**TASK STATEMENT**
Please copy out everything in the material from the line containing "Should you be willing to segment every instance of the **green" down to the line containing "156], [137, 143]]", both of those lines included, with each line reproduced verbatim.

┌──

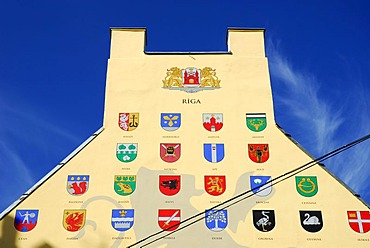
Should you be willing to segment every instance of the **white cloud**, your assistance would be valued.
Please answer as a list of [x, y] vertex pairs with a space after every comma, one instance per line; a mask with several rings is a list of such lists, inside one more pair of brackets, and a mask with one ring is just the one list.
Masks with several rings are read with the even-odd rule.
[[[347, 101], [342, 101], [342, 105], [337, 101], [334, 105], [330, 100], [334, 96], [320, 93], [320, 86], [325, 82], [294, 68], [271, 40], [267, 41], [267, 54], [277, 122], [289, 124], [282, 125], [283, 129], [293, 133], [293, 138], [311, 154], [324, 155], [370, 132], [370, 108], [361, 80], [351, 81], [348, 85], [357, 86], [343, 92], [341, 97]], [[367, 141], [325, 164], [355, 192], [365, 193], [370, 179], [369, 150], [370, 141]]]
[[[39, 180], [41, 161], [55, 159], [60, 148], [53, 140], [61, 145], [80, 141], [30, 106], [14, 102], [0, 95], [0, 212]], [[43, 165], [44, 170], [55, 165]]]

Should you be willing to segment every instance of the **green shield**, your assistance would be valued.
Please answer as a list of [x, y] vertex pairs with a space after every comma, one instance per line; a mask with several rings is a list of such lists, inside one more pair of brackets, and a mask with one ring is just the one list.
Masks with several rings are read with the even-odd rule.
[[117, 143], [116, 156], [124, 163], [134, 161], [137, 156], [137, 143]]
[[114, 191], [119, 195], [131, 195], [136, 189], [136, 176], [115, 175]]
[[246, 114], [247, 127], [253, 132], [261, 132], [266, 126], [266, 114]]
[[305, 197], [314, 196], [319, 190], [315, 176], [296, 176], [295, 183], [298, 193]]

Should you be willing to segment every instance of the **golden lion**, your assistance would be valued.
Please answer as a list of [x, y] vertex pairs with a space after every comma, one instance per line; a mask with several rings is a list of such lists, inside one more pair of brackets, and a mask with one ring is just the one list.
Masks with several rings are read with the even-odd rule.
[[181, 69], [178, 67], [171, 67], [167, 69], [166, 77], [163, 81], [163, 88], [168, 88], [172, 86], [184, 87], [181, 81]]
[[220, 82], [221, 80], [218, 79], [216, 76], [216, 70], [212, 69], [211, 67], [204, 67], [201, 70], [202, 75], [202, 83], [199, 85], [199, 87], [215, 87], [220, 88]]

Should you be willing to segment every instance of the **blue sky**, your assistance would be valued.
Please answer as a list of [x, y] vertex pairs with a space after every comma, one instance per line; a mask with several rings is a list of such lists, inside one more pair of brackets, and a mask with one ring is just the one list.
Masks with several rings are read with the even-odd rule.
[[[370, 133], [370, 4], [301, 2], [2, 0], [0, 212], [102, 126], [110, 27], [146, 27], [147, 51], [266, 28], [277, 123], [316, 157]], [[369, 149], [325, 162], [368, 203]]]

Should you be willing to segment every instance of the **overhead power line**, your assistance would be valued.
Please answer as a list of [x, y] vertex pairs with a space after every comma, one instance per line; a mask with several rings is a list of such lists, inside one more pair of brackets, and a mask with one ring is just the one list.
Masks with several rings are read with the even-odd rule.
[[[181, 230], [183, 230], [185, 228], [190, 227], [191, 225], [199, 222], [200, 220], [203, 220], [205, 218], [206, 211], [214, 210], [215, 212], [217, 212], [217, 211], [221, 211], [223, 209], [226, 209], [226, 208], [228, 208], [230, 206], [233, 206], [233, 205], [235, 205], [235, 204], [237, 204], [237, 203], [239, 203], [239, 202], [241, 202], [241, 201], [243, 201], [245, 199], [248, 199], [249, 197], [253, 196], [254, 195], [253, 190], [257, 190], [259, 188], [263, 188], [267, 184], [271, 184], [271, 187], [272, 187], [273, 185], [276, 185], [278, 183], [281, 183], [281, 182], [285, 181], [286, 179], [288, 179], [288, 178], [290, 178], [290, 177], [292, 177], [292, 176], [294, 176], [294, 175], [296, 175], [296, 174], [298, 174], [298, 173], [300, 173], [302, 171], [305, 171], [305, 170], [313, 167], [316, 164], [319, 164], [319, 163], [321, 163], [321, 162], [323, 162], [323, 161], [325, 161], [325, 160], [327, 160], [327, 159], [329, 159], [331, 157], [334, 157], [334, 156], [338, 155], [339, 153], [342, 153], [342, 152], [344, 152], [344, 151], [346, 151], [346, 150], [348, 150], [348, 149], [350, 149], [350, 148], [352, 148], [352, 147], [354, 147], [354, 146], [356, 146], [356, 145], [358, 145], [358, 144], [360, 144], [360, 143], [368, 140], [369, 138], [370, 138], [370, 134], [365, 135], [365, 136], [363, 136], [363, 137], [361, 137], [361, 138], [359, 138], [359, 139], [357, 139], [357, 140], [355, 140], [353, 142], [350, 142], [350, 143], [348, 143], [348, 144], [346, 144], [346, 145], [344, 145], [342, 147], [339, 147], [339, 148], [337, 148], [337, 149], [335, 149], [335, 150], [333, 150], [333, 151], [331, 151], [329, 153], [326, 153], [325, 155], [323, 155], [323, 156], [321, 156], [321, 157], [319, 157], [317, 159], [314, 159], [314, 160], [312, 160], [312, 161], [310, 161], [310, 162], [308, 162], [306, 164], [303, 164], [303, 165], [301, 165], [301, 166], [299, 166], [299, 167], [297, 167], [297, 168], [295, 168], [293, 170], [290, 170], [290, 171], [288, 171], [288, 172], [286, 172], [286, 173], [284, 173], [284, 174], [282, 174], [282, 175], [280, 175], [278, 177], [275, 177], [275, 178], [267, 181], [266, 183], [264, 183], [262, 185], [259, 185], [258, 187], [255, 187], [255, 188], [252, 188], [250, 190], [247, 190], [247, 191], [245, 191], [245, 192], [243, 192], [241, 194], [238, 194], [238, 195], [236, 195], [236, 196], [234, 196], [234, 197], [232, 197], [232, 198], [230, 198], [230, 199], [228, 199], [228, 200], [226, 200], [226, 201], [224, 201], [224, 202], [222, 202], [220, 204], [217, 204], [217, 205], [213, 206], [212, 208], [210, 208], [208, 210], [199, 212], [199, 213], [197, 213], [197, 214], [195, 214], [193, 216], [190, 216], [190, 217], [186, 218], [183, 221], [180, 221], [177, 224], [171, 225], [171, 226], [169, 226], [166, 229], [163, 229], [161, 231], [158, 231], [156, 233], [153, 233], [153, 234], [151, 234], [151, 235], [149, 235], [149, 236], [147, 236], [147, 237], [145, 237], [145, 238], [143, 238], [143, 239], [141, 239], [141, 240], [139, 240], [139, 241], [137, 241], [137, 242], [135, 242], [135, 243], [127, 246], [127, 248], [131, 248], [131, 247], [134, 247], [134, 246], [139, 245], [141, 243], [144, 243], [145, 241], [148, 241], [151, 238], [154, 238], [154, 237], [156, 237], [156, 236], [158, 236], [160, 234], [163, 234], [164, 232], [166, 232], [166, 231], [168, 231], [168, 230], [170, 230], [170, 229], [172, 229], [174, 227], [178, 227], [179, 225], [181, 225], [181, 227], [177, 228], [176, 230], [171, 231], [169, 233], [166, 233], [166, 234], [164, 234], [162, 236], [156, 237], [155, 239], [150, 240], [147, 243], [142, 244], [140, 247], [145, 247], [145, 246], [148, 246], [150, 244], [153, 244], [154, 242], [157, 242], [157, 241], [159, 241], [159, 240], [161, 240], [161, 239], [163, 239], [165, 237], [168, 237], [168, 236], [170, 236], [170, 235], [172, 235], [172, 234], [174, 234], [176, 232], [179, 232], [179, 231], [181, 231]], [[185, 224], [185, 225], [183, 225], [183, 224]]]

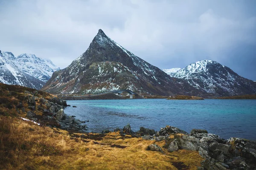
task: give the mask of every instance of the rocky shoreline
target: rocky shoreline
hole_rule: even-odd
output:
[[[121,135],[130,135],[144,140],[164,140],[168,152],[179,150],[195,150],[205,159],[198,170],[253,170],[256,168],[256,142],[238,138],[225,140],[205,130],[193,129],[190,133],[166,126],[159,131],[141,127],[133,132],[129,124],[122,129],[115,129]],[[104,130],[102,133],[109,133]],[[147,150],[163,152],[160,146],[149,145]]]
[[[36,91],[34,93],[28,91],[24,92],[28,94],[25,99],[29,105],[28,107],[32,109],[31,111],[27,112],[28,118],[41,125],[51,128],[59,128],[64,130],[79,132],[84,132],[86,130],[86,125],[83,124],[86,121],[76,119],[74,116],[68,116],[64,113],[65,107],[70,106],[67,104],[67,101],[56,97],[48,100],[43,97],[38,98],[35,96]],[[23,108],[21,103],[20,103],[18,108]],[[36,108],[37,111],[41,111],[43,114],[40,115],[34,113]]]

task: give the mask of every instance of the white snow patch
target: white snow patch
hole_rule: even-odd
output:
[[[35,123],[35,124],[38,124],[38,125],[40,125],[40,123],[37,123],[37,122],[35,122],[35,121],[32,121],[32,120],[29,120],[29,119],[26,119],[23,118],[23,117],[20,117],[20,118],[21,118],[21,119],[23,119],[23,120],[26,120],[26,121],[30,121],[30,122],[32,122],[33,123]]]

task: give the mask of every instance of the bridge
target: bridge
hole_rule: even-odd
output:
[[[113,93],[118,95],[119,96],[122,96],[121,94],[125,92],[127,92],[130,94],[130,99],[133,98],[133,95],[134,94],[135,96],[138,95],[138,94],[129,90],[119,90],[117,91],[109,91],[108,93]]]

└──

**ANSWER**
Should you be willing to segment every instance of the **green shield**, your assistance would be valued.
Please answer as a list of [x, y] vertex pairs with a space after every comma, one instance per line; a mask with several rings is a list of such lists, inside one more pair of brackets, and a mask with one ring is just the one list.
Masks with several rings are read with the even-odd rule.
[[117, 143], [116, 156], [124, 163], [134, 161], [137, 156], [137, 143]]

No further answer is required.